### [DATA FOR ANALYSIS]
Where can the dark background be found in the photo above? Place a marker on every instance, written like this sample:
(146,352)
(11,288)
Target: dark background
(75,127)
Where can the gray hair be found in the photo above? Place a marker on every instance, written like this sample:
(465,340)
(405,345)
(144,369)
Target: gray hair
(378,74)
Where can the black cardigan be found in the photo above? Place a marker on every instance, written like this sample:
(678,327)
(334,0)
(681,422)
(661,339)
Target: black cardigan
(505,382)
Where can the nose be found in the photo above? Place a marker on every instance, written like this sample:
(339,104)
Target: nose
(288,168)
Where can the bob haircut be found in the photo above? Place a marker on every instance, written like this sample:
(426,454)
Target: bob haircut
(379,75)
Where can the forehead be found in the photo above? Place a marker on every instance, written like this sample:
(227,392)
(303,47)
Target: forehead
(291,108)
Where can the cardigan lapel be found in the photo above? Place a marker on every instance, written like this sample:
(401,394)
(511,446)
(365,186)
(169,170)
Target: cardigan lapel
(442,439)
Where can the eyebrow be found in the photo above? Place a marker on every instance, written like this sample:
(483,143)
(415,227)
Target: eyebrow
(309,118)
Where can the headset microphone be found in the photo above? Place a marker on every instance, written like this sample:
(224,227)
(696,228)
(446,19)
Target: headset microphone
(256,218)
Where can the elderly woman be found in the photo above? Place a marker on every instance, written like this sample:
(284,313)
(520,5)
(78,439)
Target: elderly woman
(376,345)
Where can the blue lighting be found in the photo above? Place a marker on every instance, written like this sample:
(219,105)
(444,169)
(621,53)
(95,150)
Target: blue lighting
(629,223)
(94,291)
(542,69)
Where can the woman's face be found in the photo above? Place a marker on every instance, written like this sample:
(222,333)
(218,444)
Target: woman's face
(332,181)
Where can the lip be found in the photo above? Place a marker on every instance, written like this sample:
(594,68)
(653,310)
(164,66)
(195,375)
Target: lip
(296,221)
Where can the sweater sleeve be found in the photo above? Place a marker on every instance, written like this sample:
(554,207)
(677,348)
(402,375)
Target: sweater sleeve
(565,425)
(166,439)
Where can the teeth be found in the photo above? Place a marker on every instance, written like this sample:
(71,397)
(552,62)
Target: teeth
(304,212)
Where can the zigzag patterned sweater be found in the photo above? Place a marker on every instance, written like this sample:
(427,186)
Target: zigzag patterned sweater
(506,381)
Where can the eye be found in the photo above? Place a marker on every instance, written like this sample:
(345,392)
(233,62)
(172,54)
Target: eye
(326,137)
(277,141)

### [EXERCISE]
Return every record above exactly as written.

### [EXERCISE ANSWER]
Where can the dark background be found in the photo above? Place a marker on every instance, written like this sample:
(146,352)
(11,288)
Target: dark background
(75,127)
Where can the gray hair be found in the photo above? Place a marker on every instance, written like this sample:
(465,340)
(405,345)
(144,369)
Target: gray hair
(378,74)
Where can the black cardigan be found in the photo above? Place a marker on every instance, written like this sample:
(678,327)
(334,0)
(681,422)
(661,339)
Target: black cardigan
(505,382)
Where can the nose be found in the photo above? Place a marker on every instance, written like this sample:
(339,104)
Target: nose
(288,168)
Where can the bob haircut be found in the photo above? Place a marker on every instance, written like this sample:
(426,454)
Target: bob haircut
(379,75)
Where can the forehead be found in the photo above? Place a marker on every instance, written like this sample:
(227,392)
(303,47)
Target: forehead
(291,108)
Where can the cardigan lapel be found in the photo above? Place a marker on every instance, written like this sample:
(401,394)
(511,446)
(365,186)
(169,170)
Target: cardigan lapel
(442,439)
Where can the eyebrow be found in the photo above? Place a marker on every instance, written like this sample:
(483,143)
(415,227)
Target: eyebrow
(309,118)
Where can the headset microphone be found in the photo above? Place a marker on every instance, written like this sample:
(224,227)
(696,228)
(446,19)
Target: headset microphone
(256,218)
Where can the elderly woman be found in the photo above? Place a marker on every instance, written like this sample:
(284,313)
(520,5)
(78,439)
Target: elderly woman
(376,345)
Where can the blue lighting be found in the photo above? Place a marker on every instance, written like this sample:
(219,105)
(444,169)
(621,53)
(95,150)
Target: blue lighting
(629,223)
(94,291)
(542,69)
Where can the woman's face be found in the photo above? Place a marker on every instance, written like this sample:
(222,333)
(218,444)
Target: woman's face
(332,181)
Where can the lip be found in the photo above? Place a marker on every instance, written like this sample:
(594,68)
(653,310)
(164,66)
(195,375)
Target: lip
(296,221)
Where can the sweater sleeve be found in the photo above? Place a marker on every instance, written like this sample:
(554,207)
(677,348)
(402,375)
Target: sweater sleeve
(565,425)
(166,439)
Where can the teeth be found in the photo above? Place a marker on every instance, written like this sample:
(71,397)
(552,62)
Target: teeth
(304,212)
Where can the zigzag patterned sweater be found in the photo above? Place a marker on every instance, written like this sample:
(427,186)
Target: zigzag patterned sweater
(506,381)
Where can the eye be found in the photo above? Place a marker on every instance, written like this sample:
(345,392)
(233,62)
(172,54)
Target: eye
(326,137)
(277,141)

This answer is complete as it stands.